↓

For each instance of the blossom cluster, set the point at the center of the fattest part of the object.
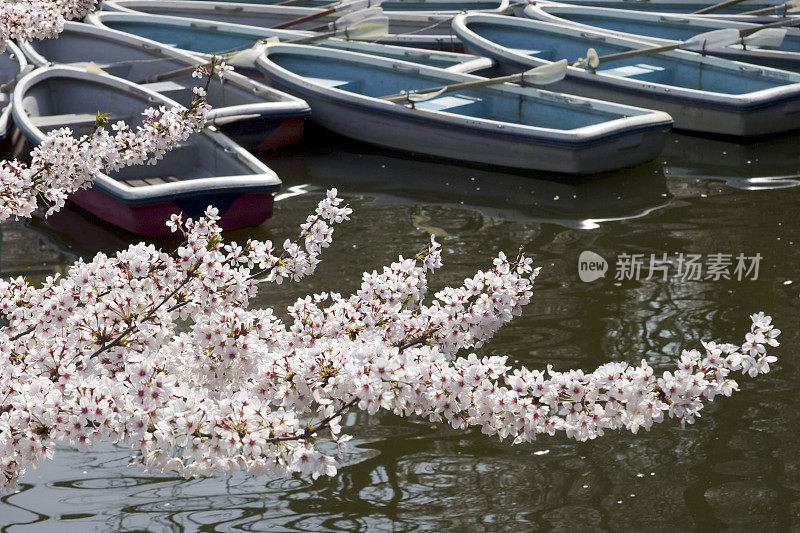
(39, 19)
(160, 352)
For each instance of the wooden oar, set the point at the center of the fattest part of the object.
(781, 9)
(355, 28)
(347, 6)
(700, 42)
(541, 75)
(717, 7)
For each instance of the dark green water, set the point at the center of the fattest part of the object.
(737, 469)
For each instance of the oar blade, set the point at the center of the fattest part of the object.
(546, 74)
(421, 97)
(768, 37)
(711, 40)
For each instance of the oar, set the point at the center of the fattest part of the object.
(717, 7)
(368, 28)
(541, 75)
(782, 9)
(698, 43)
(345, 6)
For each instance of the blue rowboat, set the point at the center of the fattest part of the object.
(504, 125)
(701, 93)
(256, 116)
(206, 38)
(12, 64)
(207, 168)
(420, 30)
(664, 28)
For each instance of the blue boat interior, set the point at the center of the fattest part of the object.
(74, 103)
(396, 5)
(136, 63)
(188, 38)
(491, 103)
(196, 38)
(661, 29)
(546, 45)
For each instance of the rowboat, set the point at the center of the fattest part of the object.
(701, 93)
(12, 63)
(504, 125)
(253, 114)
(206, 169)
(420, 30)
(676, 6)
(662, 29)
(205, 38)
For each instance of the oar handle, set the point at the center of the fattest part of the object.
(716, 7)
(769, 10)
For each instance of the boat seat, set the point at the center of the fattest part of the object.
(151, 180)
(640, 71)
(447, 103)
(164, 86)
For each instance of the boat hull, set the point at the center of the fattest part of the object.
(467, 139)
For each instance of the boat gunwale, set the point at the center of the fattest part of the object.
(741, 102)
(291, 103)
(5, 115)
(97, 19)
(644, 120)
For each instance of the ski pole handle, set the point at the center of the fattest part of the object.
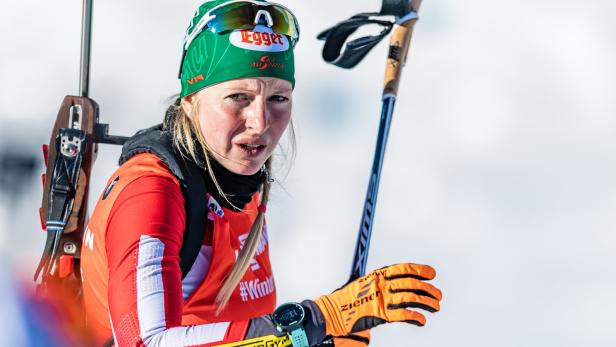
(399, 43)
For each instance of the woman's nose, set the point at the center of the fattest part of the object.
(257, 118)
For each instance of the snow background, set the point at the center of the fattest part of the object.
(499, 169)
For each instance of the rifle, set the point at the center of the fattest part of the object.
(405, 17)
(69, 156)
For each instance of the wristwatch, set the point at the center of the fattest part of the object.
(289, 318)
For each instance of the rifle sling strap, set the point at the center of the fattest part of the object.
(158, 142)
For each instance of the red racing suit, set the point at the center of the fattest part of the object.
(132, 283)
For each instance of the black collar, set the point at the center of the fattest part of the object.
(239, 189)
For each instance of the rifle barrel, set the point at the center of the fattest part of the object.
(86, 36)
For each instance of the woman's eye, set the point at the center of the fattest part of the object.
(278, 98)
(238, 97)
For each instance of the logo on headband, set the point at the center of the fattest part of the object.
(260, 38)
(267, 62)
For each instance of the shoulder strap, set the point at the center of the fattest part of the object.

↑

> [Do this]: Write out every line of the records above as a JSON list of strings, one string per line, skipping blank lines and leaving out the pictures.

> [Task result]:
[
  "For each instance of the blossom cluster, set the point at the center of the fattest part of the object.",
  "(39, 19)",
  "(160, 352)",
  "For each instance of the wooden oar, set the point at the center of the fattest part of the object.",
  "(781, 9)",
  "(355, 28)",
  "(347, 6)",
  "(700, 42)",
  "(541, 75)",
  "(717, 7)",
  "For each instance of the dark green water, set the point at the center of the fattest part of the object.",
  "(737, 469)",
  "For each instance of the oar blade, set the point at the center of the fattest part of the object.",
  "(546, 74)",
  "(421, 97)",
  "(768, 37)",
  "(711, 40)",
  "For each instance of the oar, set the point at the center of the fattest part of the object.",
  "(717, 7)",
  "(368, 28)",
  "(541, 75)",
  "(782, 9)",
  "(698, 43)",
  "(345, 6)",
  "For each instance of the blue rowboat, set the point at the center of the fattest part of the object.",
  "(504, 125)",
  "(701, 93)",
  "(256, 116)",
  "(206, 38)",
  "(12, 64)",
  "(207, 168)",
  "(420, 30)",
  "(664, 28)",
  "For each instance of the blue boat interior, set the point at the center of the fattest part of the object.",
  "(74, 103)",
  "(396, 5)",
  "(136, 63)",
  "(188, 38)",
  "(491, 103)",
  "(196, 38)",
  "(661, 29)",
  "(546, 45)",
  "For each instance of the rowboat, set the point at the center of the fattest part of the object.",
  "(701, 93)",
  "(12, 63)",
  "(504, 125)",
  "(253, 114)",
  "(206, 169)",
  "(420, 30)",
  "(676, 6)",
  "(662, 29)",
  "(205, 38)",
  "For each instance of the oar handle, set the point at the center of the fattest part of the object.",
  "(716, 7)",
  "(769, 10)",
  "For each instance of the boat seat, set the point at the center of the fattest part of the object.",
  "(151, 180)",
  "(640, 71)",
  "(447, 103)",
  "(164, 86)",
  "For each instance of the boat hull, set the point at the center of the fattest part of the object.",
  "(467, 139)",
  "For each instance of the boat gunwale, set the point at the center of the fattest part of the object.",
  "(741, 102)",
  "(291, 103)",
  "(5, 115)",
  "(97, 19)",
  "(644, 120)",
  "For each instance of the ski pole handle, set the point at the center of the fattest part of the object.",
  "(399, 43)",
  "For each instance of the woman's nose, set the point at the center of the fattest part of the object.",
  "(257, 118)",
  "For each instance of the snow background, set the point at the center of the fattest part of the object.",
  "(499, 169)",
  "For each instance of the rifle, set the point at the center of the fattest part of the object.",
  "(405, 17)",
  "(69, 156)",
  "For each instance of the wristwatch, set the point at the center of the fattest part of the object.",
  "(289, 318)",
  "For each instance of the rifle sling strap, set the point at the center of the fattest part of the object.",
  "(158, 142)",
  "For each instance of the red racing suit, set the point at the center of the fattest part of the object.",
  "(132, 283)",
  "For each instance of the black collar, set the point at the center of the fattest part of the object.",
  "(239, 189)",
  "For each instance of the rifle barrel, set the point at the center of the fattest part of the object.",
  "(86, 36)",
  "For each instance of the woman's eye, set the point at the center of the fattest part of the object.",
  "(278, 98)",
  "(238, 97)",
  "For each instance of the logo on headband, set the point at the center of the fattest part of the object.",
  "(260, 38)",
  "(267, 62)",
  "For each instance of the shoulder strap, set the point at the center of the fattest part of the object."
]